| TASK OBJECTIVE |
Swap "one line per point" for "each point on its own line" in every one of the rows below, and give all the lines back with nothing else changed.

Dataset items:
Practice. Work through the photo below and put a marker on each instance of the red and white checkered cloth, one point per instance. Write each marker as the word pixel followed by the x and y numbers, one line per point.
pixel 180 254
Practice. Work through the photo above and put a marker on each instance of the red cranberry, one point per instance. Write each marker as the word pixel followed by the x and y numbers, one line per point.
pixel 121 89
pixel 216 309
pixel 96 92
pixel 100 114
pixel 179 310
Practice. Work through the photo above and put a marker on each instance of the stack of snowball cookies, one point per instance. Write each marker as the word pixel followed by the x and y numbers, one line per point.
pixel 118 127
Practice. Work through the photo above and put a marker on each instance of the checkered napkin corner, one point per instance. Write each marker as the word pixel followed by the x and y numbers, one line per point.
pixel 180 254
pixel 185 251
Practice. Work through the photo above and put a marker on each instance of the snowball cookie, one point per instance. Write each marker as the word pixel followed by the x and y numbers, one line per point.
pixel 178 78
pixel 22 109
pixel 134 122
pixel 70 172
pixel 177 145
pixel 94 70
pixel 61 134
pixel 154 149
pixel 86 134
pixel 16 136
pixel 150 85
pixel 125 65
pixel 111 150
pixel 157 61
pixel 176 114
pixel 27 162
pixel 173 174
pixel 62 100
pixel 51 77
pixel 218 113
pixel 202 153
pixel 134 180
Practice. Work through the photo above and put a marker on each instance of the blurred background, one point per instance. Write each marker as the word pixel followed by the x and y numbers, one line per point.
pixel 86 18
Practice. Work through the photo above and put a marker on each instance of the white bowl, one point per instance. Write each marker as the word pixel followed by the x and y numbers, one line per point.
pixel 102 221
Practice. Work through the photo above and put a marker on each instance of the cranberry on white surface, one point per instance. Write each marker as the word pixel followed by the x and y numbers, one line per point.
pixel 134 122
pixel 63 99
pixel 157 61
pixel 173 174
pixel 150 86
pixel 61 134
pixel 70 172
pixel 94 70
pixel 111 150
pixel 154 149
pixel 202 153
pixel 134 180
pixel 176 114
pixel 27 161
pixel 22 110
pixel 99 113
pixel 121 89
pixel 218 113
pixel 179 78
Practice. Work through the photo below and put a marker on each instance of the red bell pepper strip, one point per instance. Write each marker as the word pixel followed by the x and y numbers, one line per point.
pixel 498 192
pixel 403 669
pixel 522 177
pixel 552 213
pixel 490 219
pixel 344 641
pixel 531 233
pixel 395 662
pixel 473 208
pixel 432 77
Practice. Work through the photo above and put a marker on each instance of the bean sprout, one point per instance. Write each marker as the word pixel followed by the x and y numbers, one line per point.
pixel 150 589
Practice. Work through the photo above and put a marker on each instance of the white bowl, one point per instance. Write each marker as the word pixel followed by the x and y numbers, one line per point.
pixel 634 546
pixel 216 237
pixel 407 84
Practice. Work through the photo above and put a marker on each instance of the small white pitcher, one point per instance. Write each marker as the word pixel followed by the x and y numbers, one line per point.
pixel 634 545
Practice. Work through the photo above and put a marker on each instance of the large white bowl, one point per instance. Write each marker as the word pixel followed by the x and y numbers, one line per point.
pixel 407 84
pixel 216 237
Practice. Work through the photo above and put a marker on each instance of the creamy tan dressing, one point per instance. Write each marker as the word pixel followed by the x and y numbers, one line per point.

| FULL SOLUTION |
Practice. Work through the photo below and put a marker on each instance of the red and white checkered cloth, one point per instance. Write each marker as the word pixel followed by the x and y numbers, each point on its own line.
pixel 180 254
Practice. Work through the photo above and put a marker on each instance of the red cranberry, one point per instance. Write each marker as the word pixel followed by the x and y numbers, each point on its own line.
pixel 121 89
pixel 216 309
pixel 96 92
pixel 100 114
pixel 179 310
Practice. Work through the photo above and put a marker on each instance of the stack of snowball cookies, one point per instance. Write each marker as the word pixel followed by the x and y numbers, each point on its own line.
pixel 118 127
Practice. Work through the photo above and put a marker on each instance of the checkered napkin corner, one point per instance. Write each marker as the word pixel followed by the x and y numbers, each point on its own line.
pixel 180 254
pixel 185 251
Practice. Work through the photo above and put a marker on each instance of the snowball cookie, one point per instance. Write each marker as the word pixel followed by the x and y numbers, each point on its own line.
pixel 178 78
pixel 22 109
pixel 134 122
pixel 70 172
pixel 177 145
pixel 94 70
pixel 61 134
pixel 154 149
pixel 86 134
pixel 16 136
pixel 150 85
pixel 125 65
pixel 111 150
pixel 157 61
pixel 176 114
pixel 27 162
pixel 173 174
pixel 62 100
pixel 51 77
pixel 218 113
pixel 202 153
pixel 134 180
Practice. Work through the photo above and put a marker on each instance of the blurred background, one point per instance. Write each marker as the word pixel followed by the x and y numbers, each point on its own line.
pixel 86 18
Practice. Work through the photo above and put a marker on each instance of the white bowl, one point per instance. Write each marker as the word pixel followed by the x and y numbers, each point on its own line.
pixel 102 221
Practice. Work through the photo above and put a marker on each instance of the cranberry on white surface, one point per instance. Write each marker as the word pixel followed by the x and y numbers, each point on its own line.
pixel 134 122
pixel 63 99
pixel 157 61
pixel 173 174
pixel 150 86
pixel 61 134
pixel 70 172
pixel 94 70
pixel 111 150
pixel 154 149
pixel 202 153
pixel 134 180
pixel 176 114
pixel 27 161
pixel 22 110
pixel 99 113
pixel 121 89
pixel 218 113
pixel 179 78
Practice. Work through the photo below and put a marker on each instance of the red bell pepper strip, one point per instance. Write each marker as the word pixel followed by the x and y numbers, each point on its own line.
pixel 498 192
pixel 403 669
pixel 522 177
pixel 552 213
pixel 490 219
pixel 344 641
pixel 531 233
pixel 395 662
pixel 473 208
pixel 432 77
Practice. Work through the photo above and put a marker on each instance of the bean sprout, one point per instance. Write each marker as the word pixel followed by the x and y numbers, each point on its own line.
pixel 150 589
Practice. Work through the photo above and put a marker on each instance of the white bowl, one point per instance. Write each marker as the word pixel followed by the x and y numbers, each point on its own line.
pixel 634 546
pixel 216 237
pixel 407 84
Practice. Work through the photo above and put a marker on each instance of the small white pitcher, one point per instance. Write each marker as the word pixel followed by the x and y numbers, each point on its own line.
pixel 634 545
Practice. Work through the photo above and put a marker on each instance of the large white bowl, one point per instance. Write each marker as the word pixel followed by the x and y numbers, each point on its own line.
pixel 407 84
pixel 216 237
Practice. Work through the photo above and put a marker on each instance of the creamy tan dressing, one point per instance. Write each marker as the word pixel followed by the x and y numbers, each point on its own line.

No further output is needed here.